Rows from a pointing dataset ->
— start —
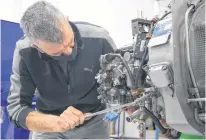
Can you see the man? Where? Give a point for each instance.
(57, 61)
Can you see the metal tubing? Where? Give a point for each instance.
(196, 100)
(188, 52)
(118, 107)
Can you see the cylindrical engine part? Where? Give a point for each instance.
(134, 115)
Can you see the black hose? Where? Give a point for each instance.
(155, 120)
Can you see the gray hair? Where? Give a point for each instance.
(40, 22)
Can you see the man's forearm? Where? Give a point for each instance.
(38, 122)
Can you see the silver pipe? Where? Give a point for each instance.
(196, 100)
(188, 52)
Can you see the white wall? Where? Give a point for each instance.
(114, 15)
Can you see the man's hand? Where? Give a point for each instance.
(69, 119)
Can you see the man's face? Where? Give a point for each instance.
(65, 48)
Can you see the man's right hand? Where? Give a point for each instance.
(69, 119)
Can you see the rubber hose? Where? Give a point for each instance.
(155, 120)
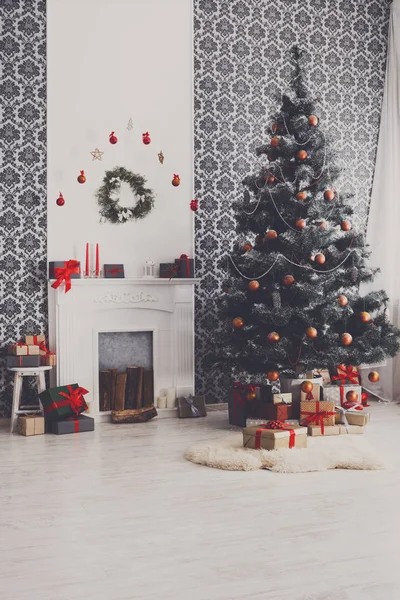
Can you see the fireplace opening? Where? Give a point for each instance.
(126, 372)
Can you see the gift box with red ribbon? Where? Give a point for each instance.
(64, 401)
(274, 435)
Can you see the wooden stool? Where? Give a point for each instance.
(19, 373)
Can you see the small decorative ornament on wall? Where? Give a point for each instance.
(108, 198)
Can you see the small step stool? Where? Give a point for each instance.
(19, 373)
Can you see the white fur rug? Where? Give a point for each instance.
(334, 452)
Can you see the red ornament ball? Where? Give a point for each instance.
(374, 376)
(146, 139)
(113, 138)
(347, 339)
(60, 200)
(272, 375)
(302, 155)
(254, 285)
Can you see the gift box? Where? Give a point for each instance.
(317, 413)
(22, 361)
(185, 266)
(169, 270)
(30, 425)
(62, 402)
(23, 350)
(315, 430)
(274, 435)
(77, 424)
(191, 407)
(114, 272)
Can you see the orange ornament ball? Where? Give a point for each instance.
(301, 196)
(345, 225)
(365, 317)
(307, 387)
(238, 322)
(374, 376)
(271, 234)
(311, 332)
(254, 286)
(329, 194)
(272, 375)
(273, 337)
(352, 396)
(302, 155)
(347, 339)
(288, 280)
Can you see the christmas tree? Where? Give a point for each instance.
(292, 298)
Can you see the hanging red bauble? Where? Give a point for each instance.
(146, 139)
(60, 200)
(238, 322)
(311, 332)
(347, 339)
(254, 285)
(288, 280)
(273, 337)
(345, 225)
(301, 196)
(272, 375)
(374, 376)
(302, 155)
(307, 387)
(271, 234)
(300, 224)
(113, 138)
(365, 317)
(329, 194)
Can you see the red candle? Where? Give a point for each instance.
(97, 261)
(87, 260)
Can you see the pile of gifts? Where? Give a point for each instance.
(182, 267)
(272, 421)
(33, 352)
(62, 413)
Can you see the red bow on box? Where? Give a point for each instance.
(71, 267)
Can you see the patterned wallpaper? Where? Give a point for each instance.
(23, 287)
(240, 65)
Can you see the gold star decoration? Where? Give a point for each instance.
(97, 154)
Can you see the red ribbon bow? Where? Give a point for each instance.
(64, 274)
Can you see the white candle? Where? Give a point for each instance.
(171, 398)
(162, 402)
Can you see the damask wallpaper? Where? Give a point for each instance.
(240, 65)
(23, 287)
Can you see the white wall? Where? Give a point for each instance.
(109, 60)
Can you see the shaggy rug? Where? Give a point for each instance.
(335, 452)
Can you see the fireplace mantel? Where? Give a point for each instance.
(93, 306)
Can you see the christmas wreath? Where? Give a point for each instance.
(108, 196)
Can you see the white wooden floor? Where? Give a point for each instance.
(118, 514)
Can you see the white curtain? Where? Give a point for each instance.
(383, 232)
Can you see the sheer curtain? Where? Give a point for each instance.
(383, 233)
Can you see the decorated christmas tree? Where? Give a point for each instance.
(292, 300)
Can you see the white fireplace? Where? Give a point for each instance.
(94, 306)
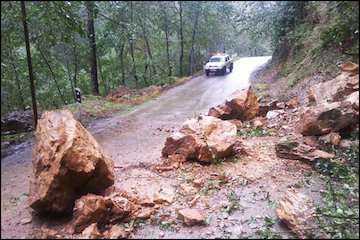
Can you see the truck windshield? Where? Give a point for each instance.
(216, 59)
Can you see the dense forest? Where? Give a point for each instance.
(98, 46)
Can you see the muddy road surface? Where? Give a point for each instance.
(134, 141)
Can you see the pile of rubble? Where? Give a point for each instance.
(72, 175)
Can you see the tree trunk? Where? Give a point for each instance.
(52, 74)
(132, 47)
(122, 64)
(92, 45)
(75, 66)
(191, 55)
(181, 41)
(28, 57)
(148, 49)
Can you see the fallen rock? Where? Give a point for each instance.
(332, 138)
(353, 99)
(336, 89)
(326, 117)
(145, 213)
(191, 216)
(292, 149)
(297, 211)
(120, 207)
(349, 67)
(280, 105)
(221, 111)
(243, 103)
(274, 114)
(67, 162)
(18, 121)
(237, 123)
(203, 139)
(265, 107)
(91, 232)
(116, 232)
(90, 209)
(292, 103)
(163, 196)
(345, 143)
(258, 122)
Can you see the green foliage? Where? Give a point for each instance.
(338, 213)
(233, 203)
(343, 30)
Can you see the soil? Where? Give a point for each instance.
(236, 196)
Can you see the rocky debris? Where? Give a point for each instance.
(120, 92)
(191, 216)
(326, 117)
(274, 114)
(237, 123)
(258, 122)
(353, 99)
(297, 211)
(90, 209)
(292, 103)
(93, 208)
(346, 143)
(290, 148)
(203, 139)
(349, 67)
(116, 232)
(145, 213)
(91, 232)
(164, 196)
(67, 162)
(46, 233)
(280, 105)
(18, 121)
(331, 138)
(221, 111)
(265, 107)
(334, 90)
(243, 103)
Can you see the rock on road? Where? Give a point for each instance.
(130, 139)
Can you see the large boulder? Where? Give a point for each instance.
(326, 117)
(204, 139)
(353, 99)
(290, 148)
(297, 211)
(18, 121)
(221, 111)
(242, 105)
(336, 89)
(67, 163)
(93, 208)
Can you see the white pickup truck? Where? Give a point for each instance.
(219, 64)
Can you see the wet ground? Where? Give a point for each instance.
(134, 141)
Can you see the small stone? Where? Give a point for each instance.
(25, 221)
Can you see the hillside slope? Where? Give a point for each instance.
(311, 51)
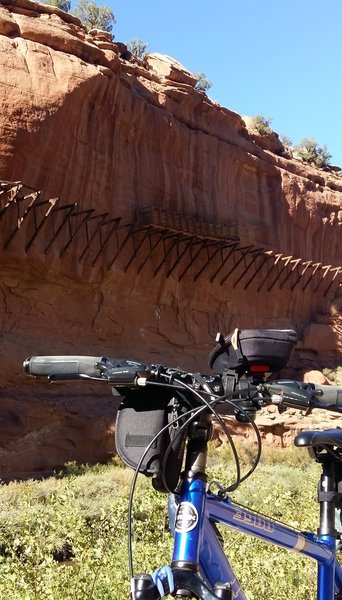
— end —
Short exercise ->
Quote word for word the part of the material that opens with the line containing "Can you see the rock on" and runs through the end, leaving out any pictures.

The reply ->
Can you see the rock on road? Where? Give a point for each instance.
(130, 139)
Can you see the large boulder? Where? Give a point for each instance.
(326, 117)
(204, 139)
(353, 99)
(290, 148)
(297, 211)
(18, 121)
(221, 111)
(242, 105)
(336, 89)
(67, 163)
(93, 208)
Can you see the white pickup truck? Where? Give a point for each instance.
(219, 64)
Can you see the wet ground? Where? Give a point for each instance.
(134, 141)
Can you see the small stone? Where? Give a point for each instance.
(25, 221)
Can you see the hillside slope? Where? Give a point for each instance.
(311, 51)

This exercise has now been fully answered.